• **PROBLEM**
Both the line containing "Identify a point on every instance of the dirt" and the last line of the listing are included: write out exactly the lines from one to the other.
--- DATASET EXTRACT ---
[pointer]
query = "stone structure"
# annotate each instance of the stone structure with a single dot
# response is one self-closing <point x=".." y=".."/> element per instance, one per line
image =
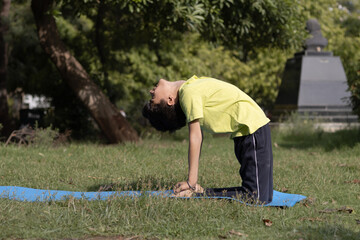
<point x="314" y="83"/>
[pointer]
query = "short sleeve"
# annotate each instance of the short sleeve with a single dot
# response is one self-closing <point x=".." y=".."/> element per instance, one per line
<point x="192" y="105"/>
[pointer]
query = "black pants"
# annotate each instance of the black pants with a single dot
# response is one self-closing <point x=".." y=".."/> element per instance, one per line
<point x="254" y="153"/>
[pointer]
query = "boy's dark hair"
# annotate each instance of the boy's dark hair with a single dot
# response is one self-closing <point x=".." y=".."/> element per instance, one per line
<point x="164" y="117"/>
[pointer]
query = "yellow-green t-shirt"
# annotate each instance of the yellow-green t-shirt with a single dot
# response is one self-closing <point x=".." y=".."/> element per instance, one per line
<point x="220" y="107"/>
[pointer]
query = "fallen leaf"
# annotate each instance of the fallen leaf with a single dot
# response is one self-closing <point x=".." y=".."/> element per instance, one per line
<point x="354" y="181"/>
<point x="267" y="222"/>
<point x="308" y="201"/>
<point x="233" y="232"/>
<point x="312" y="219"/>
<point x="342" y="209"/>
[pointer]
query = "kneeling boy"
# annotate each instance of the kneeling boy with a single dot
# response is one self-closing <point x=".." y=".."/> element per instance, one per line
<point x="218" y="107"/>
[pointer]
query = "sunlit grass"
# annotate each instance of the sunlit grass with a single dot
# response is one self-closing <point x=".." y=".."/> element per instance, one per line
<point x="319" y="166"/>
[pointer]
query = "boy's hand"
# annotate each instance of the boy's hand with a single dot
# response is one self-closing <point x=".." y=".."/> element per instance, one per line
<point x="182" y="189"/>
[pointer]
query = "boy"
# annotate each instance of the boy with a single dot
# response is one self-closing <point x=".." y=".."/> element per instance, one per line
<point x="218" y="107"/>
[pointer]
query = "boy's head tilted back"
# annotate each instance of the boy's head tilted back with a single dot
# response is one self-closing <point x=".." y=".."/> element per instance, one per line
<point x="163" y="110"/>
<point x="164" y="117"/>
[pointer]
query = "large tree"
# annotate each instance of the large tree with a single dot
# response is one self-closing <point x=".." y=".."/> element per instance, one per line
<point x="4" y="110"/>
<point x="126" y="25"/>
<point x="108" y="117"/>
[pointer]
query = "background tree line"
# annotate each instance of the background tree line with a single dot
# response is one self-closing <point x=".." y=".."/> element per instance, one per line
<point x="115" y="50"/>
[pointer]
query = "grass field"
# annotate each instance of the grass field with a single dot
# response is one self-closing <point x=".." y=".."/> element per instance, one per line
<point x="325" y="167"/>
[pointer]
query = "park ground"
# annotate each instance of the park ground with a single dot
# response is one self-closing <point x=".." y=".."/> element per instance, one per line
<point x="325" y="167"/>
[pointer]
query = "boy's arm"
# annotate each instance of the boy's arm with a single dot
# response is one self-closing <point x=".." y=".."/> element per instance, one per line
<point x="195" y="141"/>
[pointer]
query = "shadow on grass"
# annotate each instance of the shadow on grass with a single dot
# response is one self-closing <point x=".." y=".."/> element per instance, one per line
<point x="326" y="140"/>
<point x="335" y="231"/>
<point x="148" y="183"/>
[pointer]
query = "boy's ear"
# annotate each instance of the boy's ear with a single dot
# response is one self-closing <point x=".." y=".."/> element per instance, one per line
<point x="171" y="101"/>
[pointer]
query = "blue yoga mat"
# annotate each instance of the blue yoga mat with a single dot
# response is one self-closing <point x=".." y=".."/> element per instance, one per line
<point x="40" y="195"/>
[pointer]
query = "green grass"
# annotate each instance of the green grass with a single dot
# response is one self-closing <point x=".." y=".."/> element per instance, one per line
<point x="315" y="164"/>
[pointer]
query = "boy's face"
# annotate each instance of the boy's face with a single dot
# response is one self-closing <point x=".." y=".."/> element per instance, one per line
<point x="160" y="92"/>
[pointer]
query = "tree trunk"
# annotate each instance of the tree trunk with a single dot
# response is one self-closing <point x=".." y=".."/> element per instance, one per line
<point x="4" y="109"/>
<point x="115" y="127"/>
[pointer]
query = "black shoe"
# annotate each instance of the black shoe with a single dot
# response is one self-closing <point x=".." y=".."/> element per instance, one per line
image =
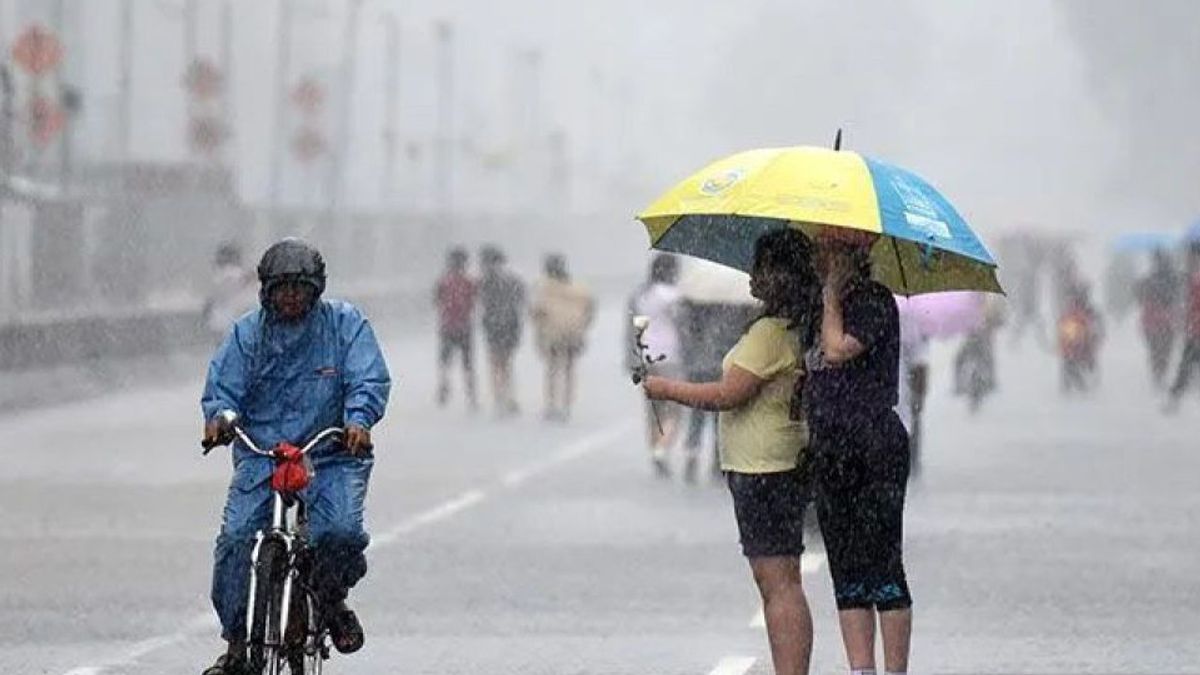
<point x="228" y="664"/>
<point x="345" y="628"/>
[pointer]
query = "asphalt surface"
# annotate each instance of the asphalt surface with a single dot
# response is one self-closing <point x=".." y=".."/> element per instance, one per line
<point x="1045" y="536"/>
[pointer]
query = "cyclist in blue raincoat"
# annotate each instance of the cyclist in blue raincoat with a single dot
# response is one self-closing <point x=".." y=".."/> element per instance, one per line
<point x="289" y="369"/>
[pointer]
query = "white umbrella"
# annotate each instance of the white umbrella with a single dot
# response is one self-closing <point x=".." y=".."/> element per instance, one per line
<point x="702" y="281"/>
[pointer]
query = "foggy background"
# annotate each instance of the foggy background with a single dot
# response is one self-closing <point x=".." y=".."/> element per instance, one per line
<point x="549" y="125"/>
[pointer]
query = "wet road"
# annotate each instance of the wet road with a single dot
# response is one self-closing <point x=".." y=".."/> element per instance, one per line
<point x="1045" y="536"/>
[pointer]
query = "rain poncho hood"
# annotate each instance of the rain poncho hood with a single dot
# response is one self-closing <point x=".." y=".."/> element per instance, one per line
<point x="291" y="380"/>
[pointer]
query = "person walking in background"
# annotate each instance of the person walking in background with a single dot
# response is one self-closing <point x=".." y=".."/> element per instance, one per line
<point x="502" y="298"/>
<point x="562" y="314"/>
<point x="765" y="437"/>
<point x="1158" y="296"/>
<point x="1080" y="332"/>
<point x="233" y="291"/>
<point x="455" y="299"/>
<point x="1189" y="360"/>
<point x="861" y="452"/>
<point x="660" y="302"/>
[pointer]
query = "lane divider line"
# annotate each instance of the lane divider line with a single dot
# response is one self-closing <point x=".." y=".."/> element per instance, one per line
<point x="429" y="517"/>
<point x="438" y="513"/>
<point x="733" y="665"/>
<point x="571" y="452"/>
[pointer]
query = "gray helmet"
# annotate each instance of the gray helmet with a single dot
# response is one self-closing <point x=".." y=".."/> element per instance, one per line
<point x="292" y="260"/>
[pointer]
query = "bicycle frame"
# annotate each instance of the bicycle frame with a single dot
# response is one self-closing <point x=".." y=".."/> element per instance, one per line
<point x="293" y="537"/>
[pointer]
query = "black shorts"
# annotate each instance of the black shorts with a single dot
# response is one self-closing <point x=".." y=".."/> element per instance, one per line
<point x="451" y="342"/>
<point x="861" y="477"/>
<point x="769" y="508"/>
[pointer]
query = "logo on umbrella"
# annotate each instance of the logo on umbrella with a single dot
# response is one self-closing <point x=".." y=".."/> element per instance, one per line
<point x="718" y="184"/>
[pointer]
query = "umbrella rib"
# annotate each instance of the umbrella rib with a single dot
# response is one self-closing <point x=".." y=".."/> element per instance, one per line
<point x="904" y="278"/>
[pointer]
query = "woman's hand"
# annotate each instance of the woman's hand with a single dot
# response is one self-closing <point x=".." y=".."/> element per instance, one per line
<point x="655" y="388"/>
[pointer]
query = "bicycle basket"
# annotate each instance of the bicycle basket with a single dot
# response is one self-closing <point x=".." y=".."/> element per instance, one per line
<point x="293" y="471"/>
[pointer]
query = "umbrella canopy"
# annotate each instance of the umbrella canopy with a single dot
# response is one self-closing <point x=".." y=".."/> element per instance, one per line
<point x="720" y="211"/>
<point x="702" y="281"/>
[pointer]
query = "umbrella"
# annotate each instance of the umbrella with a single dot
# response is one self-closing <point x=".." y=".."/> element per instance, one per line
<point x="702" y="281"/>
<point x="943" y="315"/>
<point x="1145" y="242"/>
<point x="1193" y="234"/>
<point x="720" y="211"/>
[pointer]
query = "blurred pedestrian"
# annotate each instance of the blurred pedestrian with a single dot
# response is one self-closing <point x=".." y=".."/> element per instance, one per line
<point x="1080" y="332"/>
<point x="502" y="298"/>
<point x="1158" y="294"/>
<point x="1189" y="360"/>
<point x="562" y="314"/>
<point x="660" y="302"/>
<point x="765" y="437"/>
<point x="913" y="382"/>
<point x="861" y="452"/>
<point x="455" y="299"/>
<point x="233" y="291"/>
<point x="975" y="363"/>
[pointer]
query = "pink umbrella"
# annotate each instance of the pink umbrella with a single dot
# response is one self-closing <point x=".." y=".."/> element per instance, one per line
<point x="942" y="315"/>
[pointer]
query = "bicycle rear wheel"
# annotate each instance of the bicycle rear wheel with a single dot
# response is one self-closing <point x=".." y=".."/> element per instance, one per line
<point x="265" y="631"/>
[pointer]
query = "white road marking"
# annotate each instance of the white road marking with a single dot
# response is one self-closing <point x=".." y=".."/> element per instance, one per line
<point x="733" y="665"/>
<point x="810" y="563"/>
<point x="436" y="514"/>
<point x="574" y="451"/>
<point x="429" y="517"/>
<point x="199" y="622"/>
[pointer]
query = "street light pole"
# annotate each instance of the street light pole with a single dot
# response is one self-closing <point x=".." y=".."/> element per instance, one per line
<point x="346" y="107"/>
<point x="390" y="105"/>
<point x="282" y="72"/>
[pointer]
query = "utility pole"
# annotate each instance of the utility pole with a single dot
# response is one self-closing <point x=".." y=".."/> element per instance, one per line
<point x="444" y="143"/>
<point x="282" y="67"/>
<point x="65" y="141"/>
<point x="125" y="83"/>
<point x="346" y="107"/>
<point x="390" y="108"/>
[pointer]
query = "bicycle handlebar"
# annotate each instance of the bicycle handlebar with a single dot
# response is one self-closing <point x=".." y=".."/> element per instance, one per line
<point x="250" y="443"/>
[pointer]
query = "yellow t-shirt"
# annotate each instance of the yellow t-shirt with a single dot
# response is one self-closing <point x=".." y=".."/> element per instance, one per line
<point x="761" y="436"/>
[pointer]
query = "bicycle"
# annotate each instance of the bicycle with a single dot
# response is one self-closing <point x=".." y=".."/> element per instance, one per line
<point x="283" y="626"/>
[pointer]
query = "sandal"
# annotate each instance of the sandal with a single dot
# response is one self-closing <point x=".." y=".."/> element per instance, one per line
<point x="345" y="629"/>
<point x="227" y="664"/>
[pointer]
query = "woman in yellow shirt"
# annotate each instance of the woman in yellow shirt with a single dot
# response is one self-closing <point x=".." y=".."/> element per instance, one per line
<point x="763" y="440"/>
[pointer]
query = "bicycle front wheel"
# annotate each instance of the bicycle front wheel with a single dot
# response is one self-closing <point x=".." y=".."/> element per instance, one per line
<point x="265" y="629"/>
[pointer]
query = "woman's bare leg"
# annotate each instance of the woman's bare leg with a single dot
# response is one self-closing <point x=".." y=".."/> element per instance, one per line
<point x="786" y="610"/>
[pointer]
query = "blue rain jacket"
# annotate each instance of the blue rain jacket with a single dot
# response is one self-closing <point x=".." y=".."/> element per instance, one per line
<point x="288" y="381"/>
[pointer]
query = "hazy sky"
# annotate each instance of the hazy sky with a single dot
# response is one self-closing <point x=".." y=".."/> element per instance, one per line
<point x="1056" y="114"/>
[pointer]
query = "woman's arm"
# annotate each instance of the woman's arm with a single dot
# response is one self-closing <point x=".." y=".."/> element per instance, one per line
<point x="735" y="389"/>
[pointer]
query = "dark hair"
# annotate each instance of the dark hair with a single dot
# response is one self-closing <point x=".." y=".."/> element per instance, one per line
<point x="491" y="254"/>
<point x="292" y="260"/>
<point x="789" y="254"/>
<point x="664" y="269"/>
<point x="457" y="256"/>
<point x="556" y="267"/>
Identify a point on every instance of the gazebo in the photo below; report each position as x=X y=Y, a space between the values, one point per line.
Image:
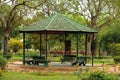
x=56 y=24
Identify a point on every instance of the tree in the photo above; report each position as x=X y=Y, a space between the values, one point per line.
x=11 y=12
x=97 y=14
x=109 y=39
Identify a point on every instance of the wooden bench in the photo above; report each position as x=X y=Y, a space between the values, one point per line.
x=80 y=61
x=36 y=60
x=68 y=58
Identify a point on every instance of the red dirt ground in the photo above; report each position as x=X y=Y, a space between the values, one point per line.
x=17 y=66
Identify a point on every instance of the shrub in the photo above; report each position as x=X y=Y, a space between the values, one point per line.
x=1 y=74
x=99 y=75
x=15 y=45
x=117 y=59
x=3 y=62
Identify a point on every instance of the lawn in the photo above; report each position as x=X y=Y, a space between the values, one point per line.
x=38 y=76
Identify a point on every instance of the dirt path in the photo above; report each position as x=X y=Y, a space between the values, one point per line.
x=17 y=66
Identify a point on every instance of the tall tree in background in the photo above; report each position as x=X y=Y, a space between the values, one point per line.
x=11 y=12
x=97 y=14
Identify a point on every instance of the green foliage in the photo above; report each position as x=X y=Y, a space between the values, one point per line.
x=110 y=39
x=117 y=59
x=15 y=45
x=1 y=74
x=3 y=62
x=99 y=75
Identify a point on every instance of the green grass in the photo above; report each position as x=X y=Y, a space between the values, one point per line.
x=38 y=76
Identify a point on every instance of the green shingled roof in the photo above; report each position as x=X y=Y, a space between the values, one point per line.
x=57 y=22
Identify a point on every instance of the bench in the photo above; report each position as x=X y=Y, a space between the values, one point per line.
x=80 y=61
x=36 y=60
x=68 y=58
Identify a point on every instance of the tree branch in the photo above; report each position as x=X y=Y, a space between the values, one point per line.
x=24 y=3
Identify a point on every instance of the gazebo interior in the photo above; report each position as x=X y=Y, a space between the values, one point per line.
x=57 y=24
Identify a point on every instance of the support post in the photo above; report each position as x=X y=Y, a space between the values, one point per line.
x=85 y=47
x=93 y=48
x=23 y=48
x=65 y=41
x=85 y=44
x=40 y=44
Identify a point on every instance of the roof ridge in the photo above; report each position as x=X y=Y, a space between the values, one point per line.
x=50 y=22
---
• **EXERCISE ANSWER**
Identify a point on every instance of the dirt path in the photo above; report each position as x=X y=Y, a space between the values, one point per line.
x=17 y=66
Identify a point on every instance of the tall tree in background in the photo above; report each position as x=X y=Y, a space between the values, one point per line.
x=11 y=12
x=97 y=14
Identify a point on every instance of the green foliage in the photo above; report each position as x=X y=Y, a space between the values, one point per line.
x=110 y=39
x=117 y=59
x=15 y=45
x=1 y=74
x=3 y=62
x=99 y=75
Identify a point on every instance of the green grass in the photo above; report each position as x=X y=Y, a space between the values, one point per line.
x=38 y=76
Identify a point on every instance of the green shingled roof in the photo above; report each position as x=X y=Y, a space between the values, one point per line.
x=57 y=22
Identify a point on every instance of the bench in the photo above; report each position as x=X y=Y, a space between the values, one point per line.
x=80 y=61
x=36 y=60
x=68 y=58
Identify a point on every instance of the tree branch in the photo above; report each position as x=X y=Y, a space between the values, one point per line.
x=24 y=3
Identify a point on every instance of the gazebo interior in the photo above; report each position as x=X y=Y, a space between the values, one point per line.
x=57 y=24
Identify a point on every instance of the support post in the photo above; report each position as x=X y=Y, a space between the values, one point per line.
x=85 y=47
x=93 y=48
x=23 y=48
x=65 y=41
x=85 y=44
x=40 y=44
Identify a point on every instance of the roof ridge in the photo above; report each position as x=X y=Y, a space between the values, one point per line.
x=50 y=22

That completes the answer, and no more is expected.